→ **Items listed in a dataset**:
(begin)

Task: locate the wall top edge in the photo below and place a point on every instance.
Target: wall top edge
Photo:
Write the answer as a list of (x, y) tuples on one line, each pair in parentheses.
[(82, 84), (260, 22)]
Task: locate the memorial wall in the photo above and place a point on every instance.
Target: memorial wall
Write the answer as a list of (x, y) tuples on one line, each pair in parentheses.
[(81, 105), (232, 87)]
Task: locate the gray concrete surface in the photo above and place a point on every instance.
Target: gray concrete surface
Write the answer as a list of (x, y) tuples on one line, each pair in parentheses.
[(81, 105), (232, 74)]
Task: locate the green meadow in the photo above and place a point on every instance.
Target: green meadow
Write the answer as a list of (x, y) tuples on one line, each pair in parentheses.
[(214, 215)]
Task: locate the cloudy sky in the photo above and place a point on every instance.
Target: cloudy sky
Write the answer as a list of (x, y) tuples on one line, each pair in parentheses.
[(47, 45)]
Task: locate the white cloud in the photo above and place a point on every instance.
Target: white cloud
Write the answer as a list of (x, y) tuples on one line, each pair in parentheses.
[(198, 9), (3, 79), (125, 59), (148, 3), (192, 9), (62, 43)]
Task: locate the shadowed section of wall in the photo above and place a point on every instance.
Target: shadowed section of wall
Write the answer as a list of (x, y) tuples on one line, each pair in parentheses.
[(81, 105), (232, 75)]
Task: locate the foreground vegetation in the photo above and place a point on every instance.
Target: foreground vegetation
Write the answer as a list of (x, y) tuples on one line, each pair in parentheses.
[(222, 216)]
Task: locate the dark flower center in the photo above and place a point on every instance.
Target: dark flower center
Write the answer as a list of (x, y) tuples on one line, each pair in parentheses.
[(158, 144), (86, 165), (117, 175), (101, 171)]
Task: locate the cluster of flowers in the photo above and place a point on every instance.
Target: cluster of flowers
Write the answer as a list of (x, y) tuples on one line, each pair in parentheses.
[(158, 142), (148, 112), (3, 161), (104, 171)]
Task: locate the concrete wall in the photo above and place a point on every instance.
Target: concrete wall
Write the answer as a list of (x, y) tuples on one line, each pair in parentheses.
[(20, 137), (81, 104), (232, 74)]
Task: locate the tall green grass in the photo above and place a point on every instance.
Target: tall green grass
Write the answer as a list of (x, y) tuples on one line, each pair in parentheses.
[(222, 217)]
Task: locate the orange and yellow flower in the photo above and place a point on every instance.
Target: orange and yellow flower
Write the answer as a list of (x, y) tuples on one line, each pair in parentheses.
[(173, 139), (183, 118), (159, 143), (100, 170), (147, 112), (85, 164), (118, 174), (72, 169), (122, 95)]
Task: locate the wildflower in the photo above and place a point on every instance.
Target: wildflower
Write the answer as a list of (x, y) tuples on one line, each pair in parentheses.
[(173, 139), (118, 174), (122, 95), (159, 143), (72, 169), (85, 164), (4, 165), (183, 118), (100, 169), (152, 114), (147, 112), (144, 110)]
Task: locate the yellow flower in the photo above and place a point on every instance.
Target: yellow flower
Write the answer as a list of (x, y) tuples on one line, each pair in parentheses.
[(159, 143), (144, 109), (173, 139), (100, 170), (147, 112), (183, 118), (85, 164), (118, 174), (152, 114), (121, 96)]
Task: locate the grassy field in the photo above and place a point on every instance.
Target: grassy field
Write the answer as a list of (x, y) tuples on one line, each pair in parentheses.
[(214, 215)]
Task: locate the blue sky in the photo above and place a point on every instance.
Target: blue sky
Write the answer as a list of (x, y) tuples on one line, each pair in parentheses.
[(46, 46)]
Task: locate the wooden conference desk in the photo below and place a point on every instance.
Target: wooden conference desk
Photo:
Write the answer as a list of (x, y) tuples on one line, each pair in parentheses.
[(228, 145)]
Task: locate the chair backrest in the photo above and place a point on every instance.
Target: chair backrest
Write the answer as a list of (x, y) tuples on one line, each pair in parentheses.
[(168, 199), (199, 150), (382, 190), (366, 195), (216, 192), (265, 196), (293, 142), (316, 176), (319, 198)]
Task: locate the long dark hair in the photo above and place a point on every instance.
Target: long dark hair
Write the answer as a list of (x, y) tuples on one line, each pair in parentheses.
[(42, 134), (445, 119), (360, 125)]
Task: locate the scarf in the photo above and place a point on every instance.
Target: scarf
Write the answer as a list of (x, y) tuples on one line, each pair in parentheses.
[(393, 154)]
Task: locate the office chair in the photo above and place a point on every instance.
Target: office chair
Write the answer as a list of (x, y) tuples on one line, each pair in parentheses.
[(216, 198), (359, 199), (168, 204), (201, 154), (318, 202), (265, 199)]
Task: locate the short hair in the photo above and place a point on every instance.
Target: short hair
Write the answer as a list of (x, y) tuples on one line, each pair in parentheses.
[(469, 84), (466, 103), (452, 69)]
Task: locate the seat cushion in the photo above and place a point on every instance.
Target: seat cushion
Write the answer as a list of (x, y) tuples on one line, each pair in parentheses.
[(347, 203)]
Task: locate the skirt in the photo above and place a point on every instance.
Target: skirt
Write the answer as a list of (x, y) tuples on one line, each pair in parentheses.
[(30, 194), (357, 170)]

(end)

Please change "place a point" to "put a dot" in the lines from the one that contains "Task: locate the short" through the end of the lines, and write out only those lines with nothing else altered.

Task: locate the short hair in the photo above and put a dot on every instance.
Target: short hair
Write the answer as a list of (x, y) tuples on one line, each pair in parentheses.
[(469, 84), (466, 103), (452, 69)]
Task: locate the seat cushion in the photo above and put a dot on every instance.
Target: seat cushion
Write the answer as a list of (x, y) tuples on one line, each pair in parentheses.
[(347, 203)]
Task: locate the skirt in the photo above and put a dot on every instance.
Target: skirt
Write the answer as a list of (x, y) tuples on one line, each pair in parentheses.
[(30, 194), (357, 170)]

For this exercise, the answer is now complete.